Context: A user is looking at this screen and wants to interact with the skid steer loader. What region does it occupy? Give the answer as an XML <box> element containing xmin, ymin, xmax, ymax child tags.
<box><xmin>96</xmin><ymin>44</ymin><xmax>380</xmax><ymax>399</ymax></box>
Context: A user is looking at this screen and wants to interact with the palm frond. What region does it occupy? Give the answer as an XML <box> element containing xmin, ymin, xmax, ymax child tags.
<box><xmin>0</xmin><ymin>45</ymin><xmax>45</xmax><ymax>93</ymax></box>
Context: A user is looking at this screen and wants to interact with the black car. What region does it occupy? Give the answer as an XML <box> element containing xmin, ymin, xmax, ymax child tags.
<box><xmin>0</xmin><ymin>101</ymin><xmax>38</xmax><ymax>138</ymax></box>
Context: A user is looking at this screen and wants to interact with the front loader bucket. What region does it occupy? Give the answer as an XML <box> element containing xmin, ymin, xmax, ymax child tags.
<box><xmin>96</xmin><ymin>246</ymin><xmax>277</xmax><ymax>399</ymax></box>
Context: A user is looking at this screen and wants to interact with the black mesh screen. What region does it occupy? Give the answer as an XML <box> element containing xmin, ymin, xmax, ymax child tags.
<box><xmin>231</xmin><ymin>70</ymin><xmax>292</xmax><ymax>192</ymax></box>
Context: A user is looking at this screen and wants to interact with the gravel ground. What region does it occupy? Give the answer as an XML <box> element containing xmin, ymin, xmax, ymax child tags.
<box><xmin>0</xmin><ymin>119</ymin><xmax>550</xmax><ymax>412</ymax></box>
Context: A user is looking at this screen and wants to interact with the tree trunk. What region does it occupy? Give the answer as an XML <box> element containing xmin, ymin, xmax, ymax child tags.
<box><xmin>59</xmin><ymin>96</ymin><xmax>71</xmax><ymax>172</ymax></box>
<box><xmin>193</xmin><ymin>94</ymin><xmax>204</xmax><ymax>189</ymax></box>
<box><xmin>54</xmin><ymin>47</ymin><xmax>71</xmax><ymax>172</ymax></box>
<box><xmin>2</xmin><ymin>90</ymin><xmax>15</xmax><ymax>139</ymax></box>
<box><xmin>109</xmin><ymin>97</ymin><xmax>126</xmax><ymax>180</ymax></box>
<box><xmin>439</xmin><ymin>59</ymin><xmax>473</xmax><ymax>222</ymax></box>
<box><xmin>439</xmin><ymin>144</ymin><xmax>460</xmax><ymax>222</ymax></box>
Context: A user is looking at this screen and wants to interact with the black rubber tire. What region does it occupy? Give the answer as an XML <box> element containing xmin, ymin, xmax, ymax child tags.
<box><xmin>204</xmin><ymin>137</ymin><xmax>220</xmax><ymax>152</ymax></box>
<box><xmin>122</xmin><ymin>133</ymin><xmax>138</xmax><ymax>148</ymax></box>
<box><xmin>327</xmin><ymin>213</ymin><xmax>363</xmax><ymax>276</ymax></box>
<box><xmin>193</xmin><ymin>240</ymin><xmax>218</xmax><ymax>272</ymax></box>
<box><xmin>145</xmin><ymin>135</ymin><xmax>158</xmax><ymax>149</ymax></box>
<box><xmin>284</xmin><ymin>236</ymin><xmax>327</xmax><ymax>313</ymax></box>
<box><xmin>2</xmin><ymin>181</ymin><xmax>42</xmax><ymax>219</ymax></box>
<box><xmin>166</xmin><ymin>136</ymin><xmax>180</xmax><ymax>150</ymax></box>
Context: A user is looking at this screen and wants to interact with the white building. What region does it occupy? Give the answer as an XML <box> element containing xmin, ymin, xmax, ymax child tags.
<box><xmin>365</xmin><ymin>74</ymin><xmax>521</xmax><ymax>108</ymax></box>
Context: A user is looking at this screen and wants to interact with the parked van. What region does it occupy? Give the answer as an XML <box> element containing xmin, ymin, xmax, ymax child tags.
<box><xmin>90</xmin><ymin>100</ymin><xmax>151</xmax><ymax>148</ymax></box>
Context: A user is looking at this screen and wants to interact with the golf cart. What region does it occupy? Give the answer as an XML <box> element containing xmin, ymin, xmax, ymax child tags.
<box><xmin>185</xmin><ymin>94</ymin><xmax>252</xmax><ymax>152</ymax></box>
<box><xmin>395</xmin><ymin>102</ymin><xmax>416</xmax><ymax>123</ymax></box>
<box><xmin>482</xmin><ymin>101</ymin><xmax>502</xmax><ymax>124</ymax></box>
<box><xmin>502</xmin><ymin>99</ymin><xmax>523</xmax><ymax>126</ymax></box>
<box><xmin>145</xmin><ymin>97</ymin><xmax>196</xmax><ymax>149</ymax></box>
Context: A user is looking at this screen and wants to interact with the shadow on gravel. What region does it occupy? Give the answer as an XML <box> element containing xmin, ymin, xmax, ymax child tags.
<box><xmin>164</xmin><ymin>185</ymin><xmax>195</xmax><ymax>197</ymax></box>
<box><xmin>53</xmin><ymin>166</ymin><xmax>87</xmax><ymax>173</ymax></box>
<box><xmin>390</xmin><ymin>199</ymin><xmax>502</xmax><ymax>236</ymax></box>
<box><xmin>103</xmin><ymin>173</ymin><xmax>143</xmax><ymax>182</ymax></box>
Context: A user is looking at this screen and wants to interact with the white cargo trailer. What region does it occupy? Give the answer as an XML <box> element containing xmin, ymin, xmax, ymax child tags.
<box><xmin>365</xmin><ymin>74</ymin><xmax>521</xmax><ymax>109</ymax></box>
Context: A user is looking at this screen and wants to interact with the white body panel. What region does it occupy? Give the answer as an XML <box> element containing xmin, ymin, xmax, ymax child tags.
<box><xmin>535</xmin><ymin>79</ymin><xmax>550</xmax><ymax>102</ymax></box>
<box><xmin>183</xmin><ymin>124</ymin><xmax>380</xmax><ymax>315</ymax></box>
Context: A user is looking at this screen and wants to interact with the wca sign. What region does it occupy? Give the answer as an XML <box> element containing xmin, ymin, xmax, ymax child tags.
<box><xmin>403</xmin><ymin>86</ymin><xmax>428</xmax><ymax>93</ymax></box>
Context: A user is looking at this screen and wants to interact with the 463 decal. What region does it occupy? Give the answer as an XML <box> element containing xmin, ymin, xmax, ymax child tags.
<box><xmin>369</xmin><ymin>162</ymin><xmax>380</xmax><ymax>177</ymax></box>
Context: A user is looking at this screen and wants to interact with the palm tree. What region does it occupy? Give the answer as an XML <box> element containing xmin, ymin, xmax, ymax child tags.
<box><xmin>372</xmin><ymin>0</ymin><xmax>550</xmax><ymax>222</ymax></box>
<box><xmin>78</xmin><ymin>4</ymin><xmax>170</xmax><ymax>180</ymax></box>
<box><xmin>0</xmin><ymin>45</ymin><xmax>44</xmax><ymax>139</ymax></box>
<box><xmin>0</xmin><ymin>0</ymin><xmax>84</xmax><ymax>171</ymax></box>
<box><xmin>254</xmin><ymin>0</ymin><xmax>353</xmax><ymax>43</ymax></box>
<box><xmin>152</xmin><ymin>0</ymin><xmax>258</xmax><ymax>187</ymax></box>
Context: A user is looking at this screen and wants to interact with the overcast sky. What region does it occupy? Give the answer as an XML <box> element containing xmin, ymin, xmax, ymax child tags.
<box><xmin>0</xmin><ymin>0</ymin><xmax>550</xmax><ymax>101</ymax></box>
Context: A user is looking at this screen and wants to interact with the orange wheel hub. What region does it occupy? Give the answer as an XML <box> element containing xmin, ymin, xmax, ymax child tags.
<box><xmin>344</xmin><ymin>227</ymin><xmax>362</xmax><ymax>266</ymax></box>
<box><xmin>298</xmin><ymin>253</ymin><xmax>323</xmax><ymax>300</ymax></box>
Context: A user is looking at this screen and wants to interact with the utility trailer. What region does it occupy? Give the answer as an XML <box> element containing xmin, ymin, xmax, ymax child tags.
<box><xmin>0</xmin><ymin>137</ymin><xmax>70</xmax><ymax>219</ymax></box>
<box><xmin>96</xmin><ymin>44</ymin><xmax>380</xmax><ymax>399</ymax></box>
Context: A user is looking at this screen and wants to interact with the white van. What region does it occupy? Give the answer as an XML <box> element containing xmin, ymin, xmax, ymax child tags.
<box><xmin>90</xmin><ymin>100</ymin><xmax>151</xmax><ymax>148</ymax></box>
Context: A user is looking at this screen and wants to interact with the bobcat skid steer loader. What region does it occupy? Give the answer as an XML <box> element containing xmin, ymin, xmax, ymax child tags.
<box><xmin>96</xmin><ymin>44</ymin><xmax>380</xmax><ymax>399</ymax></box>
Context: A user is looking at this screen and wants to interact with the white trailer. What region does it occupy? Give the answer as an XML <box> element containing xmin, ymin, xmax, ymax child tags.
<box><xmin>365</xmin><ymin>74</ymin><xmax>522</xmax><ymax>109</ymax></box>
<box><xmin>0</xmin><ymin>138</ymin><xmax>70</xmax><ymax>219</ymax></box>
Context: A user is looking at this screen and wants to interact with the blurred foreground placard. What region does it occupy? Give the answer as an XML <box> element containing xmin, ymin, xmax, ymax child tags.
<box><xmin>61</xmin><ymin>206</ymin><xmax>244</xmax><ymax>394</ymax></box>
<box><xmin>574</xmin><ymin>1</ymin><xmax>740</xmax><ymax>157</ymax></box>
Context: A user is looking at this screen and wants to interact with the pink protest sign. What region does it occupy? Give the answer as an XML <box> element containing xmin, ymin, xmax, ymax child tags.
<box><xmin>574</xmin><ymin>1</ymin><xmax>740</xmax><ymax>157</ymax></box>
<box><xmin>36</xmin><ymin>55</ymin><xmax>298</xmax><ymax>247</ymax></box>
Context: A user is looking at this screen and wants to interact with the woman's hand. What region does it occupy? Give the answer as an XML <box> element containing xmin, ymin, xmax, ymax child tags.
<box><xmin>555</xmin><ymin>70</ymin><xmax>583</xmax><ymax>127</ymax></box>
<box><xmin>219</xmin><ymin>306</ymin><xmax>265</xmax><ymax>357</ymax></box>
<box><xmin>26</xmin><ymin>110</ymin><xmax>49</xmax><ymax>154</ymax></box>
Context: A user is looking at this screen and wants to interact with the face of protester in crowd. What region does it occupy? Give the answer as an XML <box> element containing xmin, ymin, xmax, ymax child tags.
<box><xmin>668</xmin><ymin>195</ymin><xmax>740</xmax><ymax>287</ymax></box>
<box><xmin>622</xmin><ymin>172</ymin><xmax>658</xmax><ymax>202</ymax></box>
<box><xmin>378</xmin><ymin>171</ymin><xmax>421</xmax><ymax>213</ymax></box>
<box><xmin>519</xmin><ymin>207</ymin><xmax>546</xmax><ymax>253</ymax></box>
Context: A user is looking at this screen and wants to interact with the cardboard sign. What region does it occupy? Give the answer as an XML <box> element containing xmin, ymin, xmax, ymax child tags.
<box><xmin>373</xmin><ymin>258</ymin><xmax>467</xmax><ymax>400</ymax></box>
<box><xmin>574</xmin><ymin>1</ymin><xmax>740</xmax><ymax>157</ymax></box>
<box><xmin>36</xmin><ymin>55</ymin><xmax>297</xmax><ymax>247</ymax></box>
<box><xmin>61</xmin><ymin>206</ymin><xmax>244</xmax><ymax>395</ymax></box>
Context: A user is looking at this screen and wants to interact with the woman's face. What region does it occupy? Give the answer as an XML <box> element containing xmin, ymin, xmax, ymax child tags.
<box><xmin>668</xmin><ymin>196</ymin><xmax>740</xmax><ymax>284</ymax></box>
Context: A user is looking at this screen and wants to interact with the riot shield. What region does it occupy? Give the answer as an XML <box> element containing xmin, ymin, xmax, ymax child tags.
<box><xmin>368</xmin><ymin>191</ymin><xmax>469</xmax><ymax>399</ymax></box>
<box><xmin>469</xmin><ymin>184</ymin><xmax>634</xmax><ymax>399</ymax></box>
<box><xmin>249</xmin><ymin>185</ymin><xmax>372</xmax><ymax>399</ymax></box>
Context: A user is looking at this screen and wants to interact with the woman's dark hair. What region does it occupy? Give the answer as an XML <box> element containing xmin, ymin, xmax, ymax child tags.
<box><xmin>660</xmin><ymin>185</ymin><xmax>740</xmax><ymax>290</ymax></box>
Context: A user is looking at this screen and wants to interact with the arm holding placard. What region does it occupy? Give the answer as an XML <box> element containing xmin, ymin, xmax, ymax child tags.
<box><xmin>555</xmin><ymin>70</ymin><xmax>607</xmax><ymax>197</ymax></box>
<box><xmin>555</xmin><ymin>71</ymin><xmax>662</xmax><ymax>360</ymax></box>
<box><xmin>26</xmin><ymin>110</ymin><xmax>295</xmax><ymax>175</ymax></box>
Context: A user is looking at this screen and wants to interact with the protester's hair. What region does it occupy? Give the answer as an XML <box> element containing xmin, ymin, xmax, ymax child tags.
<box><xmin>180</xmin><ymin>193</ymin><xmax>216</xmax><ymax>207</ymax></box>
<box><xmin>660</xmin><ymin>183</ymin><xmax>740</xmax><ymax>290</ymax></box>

=== WRITTEN INSTRUCTION ===
Turn the stretch from the line containing "with the riot" through the last line of the items into a numbered list, one line per entry, with any blank lines left out.

=== TASK SOLUTION ===
1. Context: A user is looking at this screen and wants to interact with the riot shield. What region does it occupy? Give the answer as an XML <box> element containing xmin, ymin, xmax, ymax child tags.
2. <box><xmin>368</xmin><ymin>191</ymin><xmax>469</xmax><ymax>399</ymax></box>
3. <box><xmin>469</xmin><ymin>184</ymin><xmax>634</xmax><ymax>399</ymax></box>
4. <box><xmin>249</xmin><ymin>185</ymin><xmax>372</xmax><ymax>399</ymax></box>
5. Context: A user is looking at this screen and wants to interact with the woman's dark hair. What region does it occupy? Give the answer as an XML <box> element containing xmin, ymin, xmax, ymax child tags.
6. <box><xmin>660</xmin><ymin>185</ymin><xmax>740</xmax><ymax>290</ymax></box>
7. Context: A user is looking at this screen and wants to interact with the arm holding placard. What region does it occupy? Give the answer as an XML <box> element containing xmin, ymin, xmax, ymax child tags.
8. <box><xmin>555</xmin><ymin>70</ymin><xmax>607</xmax><ymax>197</ymax></box>
9. <box><xmin>555</xmin><ymin>71</ymin><xmax>662</xmax><ymax>360</ymax></box>
10. <box><xmin>26</xmin><ymin>110</ymin><xmax>295</xmax><ymax>175</ymax></box>
11. Context: A user is looking at this screen and wants to interact with the protester's hair. What region does it occupy? Give the answer as an XML <box> element containing xmin, ymin, xmax, ymax child tags.
12. <box><xmin>180</xmin><ymin>193</ymin><xmax>216</xmax><ymax>207</ymax></box>
13. <box><xmin>660</xmin><ymin>183</ymin><xmax>740</xmax><ymax>290</ymax></box>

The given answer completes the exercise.